Record set –
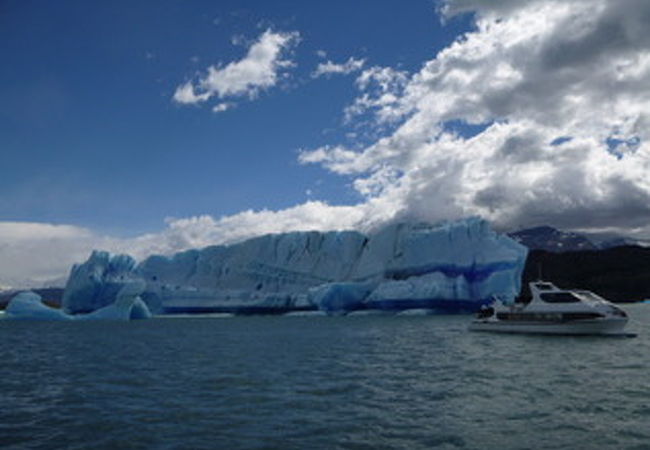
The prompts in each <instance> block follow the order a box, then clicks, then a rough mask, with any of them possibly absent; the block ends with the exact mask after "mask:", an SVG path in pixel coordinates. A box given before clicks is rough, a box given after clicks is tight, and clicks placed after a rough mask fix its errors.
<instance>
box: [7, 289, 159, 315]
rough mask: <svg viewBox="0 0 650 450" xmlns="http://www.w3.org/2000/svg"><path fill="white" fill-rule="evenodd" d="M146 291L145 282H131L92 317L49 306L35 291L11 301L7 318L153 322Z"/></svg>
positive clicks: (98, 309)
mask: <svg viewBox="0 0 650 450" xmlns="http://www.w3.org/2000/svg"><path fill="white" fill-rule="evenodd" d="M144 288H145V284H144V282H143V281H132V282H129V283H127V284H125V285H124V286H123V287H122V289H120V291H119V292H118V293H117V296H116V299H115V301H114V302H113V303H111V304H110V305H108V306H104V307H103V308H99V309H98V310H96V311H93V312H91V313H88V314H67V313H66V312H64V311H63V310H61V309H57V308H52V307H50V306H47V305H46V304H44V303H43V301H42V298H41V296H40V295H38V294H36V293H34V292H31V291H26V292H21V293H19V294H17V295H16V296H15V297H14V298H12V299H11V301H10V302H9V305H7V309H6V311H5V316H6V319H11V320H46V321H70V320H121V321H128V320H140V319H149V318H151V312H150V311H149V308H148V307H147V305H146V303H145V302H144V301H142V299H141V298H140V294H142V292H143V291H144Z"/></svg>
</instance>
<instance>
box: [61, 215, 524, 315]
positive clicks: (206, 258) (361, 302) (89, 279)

...

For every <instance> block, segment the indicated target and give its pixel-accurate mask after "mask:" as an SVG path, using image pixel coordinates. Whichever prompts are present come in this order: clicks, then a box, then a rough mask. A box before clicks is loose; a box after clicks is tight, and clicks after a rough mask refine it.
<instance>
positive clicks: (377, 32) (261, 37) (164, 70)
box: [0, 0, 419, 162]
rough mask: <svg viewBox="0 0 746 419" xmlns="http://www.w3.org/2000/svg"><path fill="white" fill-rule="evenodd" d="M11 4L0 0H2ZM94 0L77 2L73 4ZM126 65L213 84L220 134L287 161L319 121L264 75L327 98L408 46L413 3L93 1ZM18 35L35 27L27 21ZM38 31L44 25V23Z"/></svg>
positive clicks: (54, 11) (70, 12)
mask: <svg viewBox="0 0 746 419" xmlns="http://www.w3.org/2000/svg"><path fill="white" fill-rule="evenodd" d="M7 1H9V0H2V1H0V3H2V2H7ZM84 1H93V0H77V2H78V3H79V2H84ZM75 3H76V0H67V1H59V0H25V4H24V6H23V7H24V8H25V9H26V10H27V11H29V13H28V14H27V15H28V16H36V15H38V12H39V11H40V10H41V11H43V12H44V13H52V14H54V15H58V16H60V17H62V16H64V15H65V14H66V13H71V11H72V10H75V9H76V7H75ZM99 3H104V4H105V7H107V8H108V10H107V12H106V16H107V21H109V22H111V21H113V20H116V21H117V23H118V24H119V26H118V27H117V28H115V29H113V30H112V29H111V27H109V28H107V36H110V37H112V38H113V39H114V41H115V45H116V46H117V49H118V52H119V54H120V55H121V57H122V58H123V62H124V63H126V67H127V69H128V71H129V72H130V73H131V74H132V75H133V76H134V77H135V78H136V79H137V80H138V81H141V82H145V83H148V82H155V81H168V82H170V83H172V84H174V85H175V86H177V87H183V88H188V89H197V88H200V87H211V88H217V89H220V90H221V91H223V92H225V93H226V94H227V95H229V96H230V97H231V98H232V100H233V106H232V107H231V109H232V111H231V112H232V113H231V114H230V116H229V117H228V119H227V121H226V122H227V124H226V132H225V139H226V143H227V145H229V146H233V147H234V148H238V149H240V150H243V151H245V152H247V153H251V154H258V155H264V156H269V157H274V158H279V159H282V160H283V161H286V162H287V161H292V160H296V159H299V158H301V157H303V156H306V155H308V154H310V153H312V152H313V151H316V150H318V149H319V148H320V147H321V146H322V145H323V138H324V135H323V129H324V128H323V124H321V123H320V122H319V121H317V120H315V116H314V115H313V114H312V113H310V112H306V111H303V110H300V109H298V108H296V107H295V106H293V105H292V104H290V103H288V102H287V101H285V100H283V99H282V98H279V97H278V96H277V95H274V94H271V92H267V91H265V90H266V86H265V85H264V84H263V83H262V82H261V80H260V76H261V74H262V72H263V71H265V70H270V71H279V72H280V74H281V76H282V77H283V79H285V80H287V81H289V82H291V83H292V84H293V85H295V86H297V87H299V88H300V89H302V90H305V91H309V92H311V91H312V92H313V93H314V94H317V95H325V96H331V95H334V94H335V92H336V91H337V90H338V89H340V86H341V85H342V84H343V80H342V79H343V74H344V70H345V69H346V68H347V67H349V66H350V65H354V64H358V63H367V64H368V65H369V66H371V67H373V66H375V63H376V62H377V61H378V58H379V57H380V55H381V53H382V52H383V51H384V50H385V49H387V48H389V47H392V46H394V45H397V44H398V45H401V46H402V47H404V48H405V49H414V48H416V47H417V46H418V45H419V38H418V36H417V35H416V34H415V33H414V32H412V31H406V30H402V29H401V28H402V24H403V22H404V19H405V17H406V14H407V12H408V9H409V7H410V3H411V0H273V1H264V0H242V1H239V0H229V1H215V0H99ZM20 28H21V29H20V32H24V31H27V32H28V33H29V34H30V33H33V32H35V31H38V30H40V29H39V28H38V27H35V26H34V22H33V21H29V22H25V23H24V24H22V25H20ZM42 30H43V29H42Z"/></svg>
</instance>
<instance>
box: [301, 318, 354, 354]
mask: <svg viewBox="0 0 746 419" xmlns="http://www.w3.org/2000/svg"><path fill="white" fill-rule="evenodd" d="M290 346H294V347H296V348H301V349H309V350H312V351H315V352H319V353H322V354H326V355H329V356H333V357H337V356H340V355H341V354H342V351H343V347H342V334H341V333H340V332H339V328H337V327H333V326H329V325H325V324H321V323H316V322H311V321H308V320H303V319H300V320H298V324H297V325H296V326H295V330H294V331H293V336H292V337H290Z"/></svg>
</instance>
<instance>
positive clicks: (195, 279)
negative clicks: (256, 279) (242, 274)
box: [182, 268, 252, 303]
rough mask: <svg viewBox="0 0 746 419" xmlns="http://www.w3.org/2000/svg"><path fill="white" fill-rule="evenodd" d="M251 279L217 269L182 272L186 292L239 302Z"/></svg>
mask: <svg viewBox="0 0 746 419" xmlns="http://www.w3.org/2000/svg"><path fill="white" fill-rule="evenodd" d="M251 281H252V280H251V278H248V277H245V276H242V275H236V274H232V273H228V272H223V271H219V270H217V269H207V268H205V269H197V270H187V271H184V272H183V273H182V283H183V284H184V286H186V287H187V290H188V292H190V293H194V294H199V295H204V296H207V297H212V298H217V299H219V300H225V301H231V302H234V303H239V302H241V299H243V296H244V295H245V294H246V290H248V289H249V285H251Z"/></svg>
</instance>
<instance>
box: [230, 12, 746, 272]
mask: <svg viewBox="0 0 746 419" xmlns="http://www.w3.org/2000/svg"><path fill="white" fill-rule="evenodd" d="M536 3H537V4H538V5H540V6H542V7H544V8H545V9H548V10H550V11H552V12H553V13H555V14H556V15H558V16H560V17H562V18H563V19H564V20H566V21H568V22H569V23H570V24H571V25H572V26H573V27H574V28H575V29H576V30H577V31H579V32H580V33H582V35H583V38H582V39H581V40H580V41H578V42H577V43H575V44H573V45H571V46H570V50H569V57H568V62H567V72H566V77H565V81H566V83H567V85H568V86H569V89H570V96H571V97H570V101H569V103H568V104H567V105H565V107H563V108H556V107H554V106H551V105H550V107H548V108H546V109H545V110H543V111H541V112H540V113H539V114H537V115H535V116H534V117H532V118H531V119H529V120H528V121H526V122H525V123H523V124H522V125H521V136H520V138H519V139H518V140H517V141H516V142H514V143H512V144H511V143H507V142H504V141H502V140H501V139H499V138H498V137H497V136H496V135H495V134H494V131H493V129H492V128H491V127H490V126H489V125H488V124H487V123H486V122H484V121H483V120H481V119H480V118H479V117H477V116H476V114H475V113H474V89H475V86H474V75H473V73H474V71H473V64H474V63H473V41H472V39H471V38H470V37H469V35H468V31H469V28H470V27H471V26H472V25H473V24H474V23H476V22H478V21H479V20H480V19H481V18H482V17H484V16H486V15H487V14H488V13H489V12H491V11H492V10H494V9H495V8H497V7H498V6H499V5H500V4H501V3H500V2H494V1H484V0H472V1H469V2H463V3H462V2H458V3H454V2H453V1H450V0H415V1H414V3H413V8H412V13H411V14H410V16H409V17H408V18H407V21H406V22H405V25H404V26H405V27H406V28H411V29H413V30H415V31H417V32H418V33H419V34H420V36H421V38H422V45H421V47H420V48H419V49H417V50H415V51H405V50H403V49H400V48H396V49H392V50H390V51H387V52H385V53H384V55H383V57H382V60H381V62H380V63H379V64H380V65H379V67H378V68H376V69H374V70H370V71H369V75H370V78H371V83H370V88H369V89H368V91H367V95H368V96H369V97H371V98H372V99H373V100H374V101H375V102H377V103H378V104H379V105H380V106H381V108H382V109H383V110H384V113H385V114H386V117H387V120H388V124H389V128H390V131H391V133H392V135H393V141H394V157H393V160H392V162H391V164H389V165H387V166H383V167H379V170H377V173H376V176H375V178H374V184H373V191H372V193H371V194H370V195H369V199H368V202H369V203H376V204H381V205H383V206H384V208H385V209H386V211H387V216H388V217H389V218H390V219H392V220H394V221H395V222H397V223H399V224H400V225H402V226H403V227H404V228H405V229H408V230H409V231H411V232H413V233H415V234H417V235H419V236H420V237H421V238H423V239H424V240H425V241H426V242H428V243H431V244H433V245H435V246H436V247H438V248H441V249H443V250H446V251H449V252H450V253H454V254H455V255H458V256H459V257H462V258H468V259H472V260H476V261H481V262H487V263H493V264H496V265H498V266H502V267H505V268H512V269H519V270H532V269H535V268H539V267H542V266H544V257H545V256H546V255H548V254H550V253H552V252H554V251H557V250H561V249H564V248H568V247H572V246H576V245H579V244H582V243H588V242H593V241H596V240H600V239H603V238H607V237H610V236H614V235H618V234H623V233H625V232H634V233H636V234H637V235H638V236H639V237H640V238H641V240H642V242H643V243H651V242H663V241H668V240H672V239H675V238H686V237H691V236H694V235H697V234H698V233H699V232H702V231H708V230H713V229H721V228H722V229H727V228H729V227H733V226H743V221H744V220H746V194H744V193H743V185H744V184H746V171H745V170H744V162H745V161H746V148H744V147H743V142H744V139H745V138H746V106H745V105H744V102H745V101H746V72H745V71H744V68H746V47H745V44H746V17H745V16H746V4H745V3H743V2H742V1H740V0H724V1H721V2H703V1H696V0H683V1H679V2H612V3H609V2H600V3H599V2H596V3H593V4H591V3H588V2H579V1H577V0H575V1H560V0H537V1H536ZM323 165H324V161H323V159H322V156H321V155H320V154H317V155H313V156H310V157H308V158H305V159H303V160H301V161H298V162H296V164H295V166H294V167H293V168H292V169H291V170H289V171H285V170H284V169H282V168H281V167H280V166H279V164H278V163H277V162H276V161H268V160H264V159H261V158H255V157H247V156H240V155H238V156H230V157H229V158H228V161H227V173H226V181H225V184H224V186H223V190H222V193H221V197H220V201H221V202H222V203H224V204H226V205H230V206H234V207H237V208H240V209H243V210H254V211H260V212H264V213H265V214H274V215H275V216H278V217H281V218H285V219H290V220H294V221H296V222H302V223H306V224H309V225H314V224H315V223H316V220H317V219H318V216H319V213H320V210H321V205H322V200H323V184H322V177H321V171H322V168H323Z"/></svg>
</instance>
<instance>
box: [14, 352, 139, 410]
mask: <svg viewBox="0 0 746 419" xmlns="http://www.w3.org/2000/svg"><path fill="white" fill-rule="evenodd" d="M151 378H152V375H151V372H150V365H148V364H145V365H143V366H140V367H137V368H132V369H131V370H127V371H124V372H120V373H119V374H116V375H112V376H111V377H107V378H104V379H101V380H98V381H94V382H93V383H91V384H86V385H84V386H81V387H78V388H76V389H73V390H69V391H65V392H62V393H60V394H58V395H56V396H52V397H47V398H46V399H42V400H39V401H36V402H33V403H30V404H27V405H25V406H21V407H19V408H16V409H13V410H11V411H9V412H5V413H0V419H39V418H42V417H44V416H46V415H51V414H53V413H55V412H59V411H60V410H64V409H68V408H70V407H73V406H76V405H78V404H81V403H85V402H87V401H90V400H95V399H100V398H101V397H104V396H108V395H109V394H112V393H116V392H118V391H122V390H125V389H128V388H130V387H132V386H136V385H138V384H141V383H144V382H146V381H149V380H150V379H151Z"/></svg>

Task objective –
Among the lines of the preceding listing, tally those that include "tight"; reply with the number alone.

Reply –
2